# ENTRIES
───

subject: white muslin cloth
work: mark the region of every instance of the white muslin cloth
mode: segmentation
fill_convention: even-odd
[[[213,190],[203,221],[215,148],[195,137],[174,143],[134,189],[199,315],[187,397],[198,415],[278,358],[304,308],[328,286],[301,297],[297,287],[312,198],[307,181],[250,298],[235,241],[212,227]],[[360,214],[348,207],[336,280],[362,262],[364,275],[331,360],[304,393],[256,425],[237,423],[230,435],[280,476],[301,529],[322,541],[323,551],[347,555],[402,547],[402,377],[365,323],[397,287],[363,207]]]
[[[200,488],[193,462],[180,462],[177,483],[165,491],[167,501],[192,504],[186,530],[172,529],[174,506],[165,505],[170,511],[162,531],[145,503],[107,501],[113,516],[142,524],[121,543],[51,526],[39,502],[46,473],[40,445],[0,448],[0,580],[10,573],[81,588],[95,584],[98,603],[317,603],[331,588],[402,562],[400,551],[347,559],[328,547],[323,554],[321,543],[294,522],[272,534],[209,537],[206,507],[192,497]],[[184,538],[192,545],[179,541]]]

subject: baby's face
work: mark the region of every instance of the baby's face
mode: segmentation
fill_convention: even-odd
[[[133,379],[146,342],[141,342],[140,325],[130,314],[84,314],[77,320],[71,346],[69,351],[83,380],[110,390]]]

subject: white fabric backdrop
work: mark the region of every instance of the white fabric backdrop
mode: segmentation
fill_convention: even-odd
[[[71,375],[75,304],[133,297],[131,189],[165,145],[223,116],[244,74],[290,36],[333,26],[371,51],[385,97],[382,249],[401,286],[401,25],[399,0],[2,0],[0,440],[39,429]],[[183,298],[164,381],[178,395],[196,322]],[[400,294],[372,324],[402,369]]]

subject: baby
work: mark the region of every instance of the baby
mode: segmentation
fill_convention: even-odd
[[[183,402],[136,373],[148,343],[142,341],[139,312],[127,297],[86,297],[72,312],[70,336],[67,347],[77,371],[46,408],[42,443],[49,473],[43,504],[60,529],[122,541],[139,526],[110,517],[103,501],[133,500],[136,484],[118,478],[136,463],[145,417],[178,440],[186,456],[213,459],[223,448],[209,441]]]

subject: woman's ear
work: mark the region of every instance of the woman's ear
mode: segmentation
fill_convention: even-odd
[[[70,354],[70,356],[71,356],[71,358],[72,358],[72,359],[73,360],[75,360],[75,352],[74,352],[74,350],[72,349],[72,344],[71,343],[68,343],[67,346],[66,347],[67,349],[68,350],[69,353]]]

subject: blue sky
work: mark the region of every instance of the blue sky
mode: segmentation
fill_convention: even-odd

───

# REQUIRED WORK
Please rewrite every item above, swapping "even-odd" for "nonzero" wherever it occurs and keeping everything else the same.

# THE RESULT
subject: white muslin cloth
work: mark the region of every instance of the white muslin cloth
mode: segmentation
fill_convention: nonzero
[[[213,190],[203,221],[215,148],[195,137],[174,143],[134,189],[199,315],[187,397],[198,415],[278,358],[304,308],[328,286],[301,297],[297,287],[312,198],[307,181],[250,298],[235,241],[212,227]],[[360,214],[348,207],[336,280],[362,262],[364,275],[331,360],[304,393],[256,425],[237,423],[230,435],[280,476],[301,529],[322,541],[323,551],[347,555],[402,547],[402,377],[365,323],[397,287],[363,207]]]
[[[200,488],[193,462],[180,462],[177,483],[165,491],[167,501],[192,504],[186,530],[172,529],[174,506],[165,505],[170,511],[162,531],[145,503],[107,501],[113,516],[142,524],[121,543],[51,526],[39,502],[46,473],[40,445],[0,448],[0,580],[10,573],[81,588],[95,584],[98,603],[317,603],[331,588],[402,562],[400,551],[347,559],[328,547],[323,554],[321,543],[294,522],[272,534],[209,537],[206,507],[192,497]],[[184,538],[192,545],[179,541]]]

subject: baby's face
work: mark the region of every instance of the baby's face
mode: segmentation
fill_convention: nonzero
[[[133,379],[146,342],[141,342],[140,325],[130,314],[84,314],[77,320],[71,346],[69,351],[83,380],[110,390]]]

subject: white fabric backdrop
work: mark the region of every instance of the white fabric backdrop
mode: segmentation
fill_convention: nonzero
[[[71,375],[75,304],[133,297],[131,189],[165,145],[223,116],[244,74],[290,36],[333,26],[371,51],[385,97],[382,249],[401,286],[401,25],[399,0],[2,0],[0,440],[39,429]],[[183,298],[164,381],[178,395],[196,322]],[[400,294],[372,324],[402,369]]]

subject: baby
work: mark the region of every instance of the baby
mode: segmentation
fill_convention: nonzero
[[[183,402],[136,373],[148,343],[142,341],[139,312],[127,297],[86,297],[72,312],[70,336],[67,347],[77,371],[46,408],[42,443],[49,473],[43,504],[60,529],[122,541],[139,526],[110,517],[103,501],[133,500],[136,484],[118,478],[136,463],[145,417],[178,440],[186,456],[213,459],[223,448],[209,441]]]

subject: woman's ear
work: mark the region of every instance of the woman's ear
mode: segmentation
fill_convention: nonzero
[[[70,354],[70,356],[71,356],[71,358],[72,358],[72,359],[73,360],[75,360],[75,352],[74,352],[74,350],[72,349],[72,344],[71,343],[68,343],[67,346],[66,347],[67,349],[68,350],[69,353]]]

subject: blue sky
work: mark the region of every instance of the blue sky
mode: segmentation
fill_convention: nonzero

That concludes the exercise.